Supplied text —
* * * * * * * * *

More than five months since Election Day, the marathon fight for the U.S. Senate in Minnesota enters another phase today as 400 previously rejected absentee ballots are heading from counties across the state to St. Paul for opening and counting.

And while the vote totals are sure to change for the contenders -- Republican Norm Coleman and DFLer Al Franken -- there appears to be little chance that Franken's current lead of 225 votes will be overcome through this batch of ballots.

The ballots newly in play were argued over during a seven-week trial following the recount that gave Franken his current edge.

Coleman wanted a far larger pile counted and is pledging an appeal to the Minnesota Supreme Court.

On Tuesday, Minnesota Secretary of State officials, under the direction of the three-judge panel that presided over the trial, will inspect the absentee ballots. While some might be rejected yet again, most are likely to be counted and added to the candidates' vote totals.

The judges still must rule on a number of other motions, but the absentee ballots were considered to be the key issue in the outcome of the trial.

One home, different results

In a home near McGregor, Minn., the ballot tally tells the story of the recount. The count stands as follows: two absentee ballots rejected and one accepted -- maybe.

Tim Stocke, whose multiple sclerosis makes him a prime example of the need for absentee voting, got a reprieve last week, when his rejected ballot became one of the 400 that judges in the recount trial decided to consider for opening and counting.

Not so for the votes of Karen Stocke, Tim's wife, or Karen's aunt, Jessie Zirkle, who all share a lake home outside McGregor in north-central Minnesota. A combination of good intentions, faulty assumptions and misinformation conspired to ensure that the two women's ballots remained rejected.

The Stockes' story illustrates a central fact of the prolonged race between Republican Norm Coleman and DFLer Al Franken, which Franken has led by 225 votes since the recount ended in early January. Some absentee ballots got counted while others did not, as voters and officials wrestled with complicated rules with varying degrees of success.

* * * * * * * * *

Data shown —

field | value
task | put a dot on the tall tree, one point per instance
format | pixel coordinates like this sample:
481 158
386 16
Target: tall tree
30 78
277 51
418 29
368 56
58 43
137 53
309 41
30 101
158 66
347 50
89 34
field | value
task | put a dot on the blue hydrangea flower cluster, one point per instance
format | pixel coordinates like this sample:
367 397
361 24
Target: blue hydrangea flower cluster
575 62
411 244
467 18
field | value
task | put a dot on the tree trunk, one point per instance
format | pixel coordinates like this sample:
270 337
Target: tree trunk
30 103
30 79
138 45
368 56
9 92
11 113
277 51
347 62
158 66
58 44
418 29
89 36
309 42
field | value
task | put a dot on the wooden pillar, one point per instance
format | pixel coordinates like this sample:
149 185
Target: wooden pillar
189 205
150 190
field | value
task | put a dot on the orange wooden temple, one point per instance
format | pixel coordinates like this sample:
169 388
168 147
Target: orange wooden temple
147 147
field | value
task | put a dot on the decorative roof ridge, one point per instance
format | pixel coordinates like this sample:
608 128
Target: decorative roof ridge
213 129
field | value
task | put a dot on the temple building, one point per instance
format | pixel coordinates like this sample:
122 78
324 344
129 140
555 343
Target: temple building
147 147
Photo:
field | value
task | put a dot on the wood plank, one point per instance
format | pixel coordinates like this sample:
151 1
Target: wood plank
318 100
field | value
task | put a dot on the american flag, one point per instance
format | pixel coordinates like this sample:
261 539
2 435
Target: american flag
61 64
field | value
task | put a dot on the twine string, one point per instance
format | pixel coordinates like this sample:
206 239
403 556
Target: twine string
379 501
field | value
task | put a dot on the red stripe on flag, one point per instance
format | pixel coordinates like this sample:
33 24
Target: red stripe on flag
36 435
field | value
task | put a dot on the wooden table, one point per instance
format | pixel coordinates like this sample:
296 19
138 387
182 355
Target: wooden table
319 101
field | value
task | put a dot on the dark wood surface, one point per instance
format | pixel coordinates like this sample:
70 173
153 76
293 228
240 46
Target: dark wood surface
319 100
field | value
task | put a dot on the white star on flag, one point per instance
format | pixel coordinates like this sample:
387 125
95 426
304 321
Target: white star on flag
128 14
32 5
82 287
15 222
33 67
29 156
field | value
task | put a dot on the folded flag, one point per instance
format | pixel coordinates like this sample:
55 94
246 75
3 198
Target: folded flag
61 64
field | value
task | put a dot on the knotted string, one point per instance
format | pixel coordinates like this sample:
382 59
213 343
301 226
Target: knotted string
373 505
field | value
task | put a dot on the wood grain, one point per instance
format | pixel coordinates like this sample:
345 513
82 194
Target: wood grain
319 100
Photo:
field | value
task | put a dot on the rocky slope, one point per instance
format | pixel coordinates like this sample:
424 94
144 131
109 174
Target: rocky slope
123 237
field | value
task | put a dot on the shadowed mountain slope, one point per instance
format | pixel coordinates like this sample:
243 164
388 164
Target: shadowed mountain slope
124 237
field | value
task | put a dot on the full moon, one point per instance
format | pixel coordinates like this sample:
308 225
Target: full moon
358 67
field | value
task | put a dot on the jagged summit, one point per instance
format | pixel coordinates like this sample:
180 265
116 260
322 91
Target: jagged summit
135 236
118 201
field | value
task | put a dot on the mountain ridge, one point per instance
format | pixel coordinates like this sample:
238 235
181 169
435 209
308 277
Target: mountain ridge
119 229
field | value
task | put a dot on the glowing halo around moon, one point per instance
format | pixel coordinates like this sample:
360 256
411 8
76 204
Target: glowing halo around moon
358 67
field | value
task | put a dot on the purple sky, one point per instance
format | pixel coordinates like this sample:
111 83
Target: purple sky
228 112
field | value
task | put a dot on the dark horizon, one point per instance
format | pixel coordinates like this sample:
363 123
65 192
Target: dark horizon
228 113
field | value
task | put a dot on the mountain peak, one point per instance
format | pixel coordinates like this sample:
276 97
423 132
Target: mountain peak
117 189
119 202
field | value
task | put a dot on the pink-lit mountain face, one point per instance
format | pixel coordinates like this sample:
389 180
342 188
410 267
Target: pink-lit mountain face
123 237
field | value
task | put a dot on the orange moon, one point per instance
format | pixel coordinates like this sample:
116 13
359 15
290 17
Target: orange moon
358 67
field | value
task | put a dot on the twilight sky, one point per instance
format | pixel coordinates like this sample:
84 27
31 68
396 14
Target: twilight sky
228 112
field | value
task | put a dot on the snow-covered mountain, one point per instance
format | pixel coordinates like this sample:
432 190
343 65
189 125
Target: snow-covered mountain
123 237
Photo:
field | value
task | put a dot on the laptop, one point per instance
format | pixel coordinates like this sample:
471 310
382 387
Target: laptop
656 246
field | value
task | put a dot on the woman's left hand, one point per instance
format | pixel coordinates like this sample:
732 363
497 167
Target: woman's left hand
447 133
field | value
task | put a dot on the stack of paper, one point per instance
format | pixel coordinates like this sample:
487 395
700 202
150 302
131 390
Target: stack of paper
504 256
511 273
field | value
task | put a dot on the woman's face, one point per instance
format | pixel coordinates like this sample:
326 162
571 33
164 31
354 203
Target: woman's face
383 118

* * * * * * * * *

Task —
Pick up the article about the Minnesota Senate recount after its last sentence and write the next few paragraphs.

Answer —
Questions linger -- and courts still may be called upon to decide -- whether what happened was fair or even constitutional.

Karen Stocke, for her part, is not happy.

"I believe in voting and my right to vote, and to have it just thrown out -- that upset me," she said. "And then we had to fight to get Tim's in there, too. I was willing to do anything to get it counted."

During the election trial, the lawyers liked to say that every ballot tells a story, and the Stockes' ballots tell several.

Tim Stocke, 53, operated heavy equipment for the University of Minnesota before multiple sclerosis made him an invalid. Karen Stocke, 54, works occasionally in the schools and has landed a job with the Census Bureau, but much of her time is spent caring for her husband and looking after Zirkle, a retired Wisconsin teacher in her 80s who is legally blind and moved in with them last summer.

Last fall, Karen Stocke called Aitkin County to request absentee ballots for all three of them. She helped her husband, for whom she has power of attorney, fill his out.

"I gave him the choices and he said, 'I want that one,'" Karen recalled. "And so then I marked it the way he wanted it."

She signed it with his name and her own, writing "power of attorney" next to her signature.

What she doesn't recall is whether she filled in the witness box, where she should have included her own name and address. A county staffer told her each of them could serve as the other's witness, she said, but "she didn't say I had to record that on the ballot."

Tim was properly registered to vote, but it turned out that Karen was not, since four years had elapsed since she last voted. Because Zirkle was a new resident, Karen got voter registration cards for her aunt and herself and mailed them to the county, which received them Oct. 16.

But they missed the deadline to get on the preprinted voter roster, and they weren't entered as registered voters until after the election, according to records in the secretary of state's office. Apparently, had Karen sent the registration cards with the ballots two weeks later, the ballots might have been accepted.

All three of the absentee ballots were rejected. For Karen and her aunt, it was because they weren't considered registered. Karen asked an Aitkin County election official to explain why her husband's ballot was kicked back.

"He said we should have had a judge or somebody witness me doing it for him so that they could see I wasn't coercing him for what I wanted," she said.

Campaigns intervene

Sometime after the election, a worker for the Franken campaign called and asked Karen about Tim's ballot and whether she would be willing to affirm that she had signed for him after giving him free rein to mark the ballot as he chose.

In February, Coleman's list of 3,687 rejected absentee ballots included both Stockes and Zirkle among 21 voters' ballots from Aitkin County that his campaign believed should have been counted. The former senator, behind in the recount, was working hard to get as many rejected absentee ballots counted as possible.

Then in early March, a Franken list suggested that Tim and Karen Stocke's ballots lacked evidence of being legally cast. As for Zirkle, the Franken list also noted there was no proof she was registered.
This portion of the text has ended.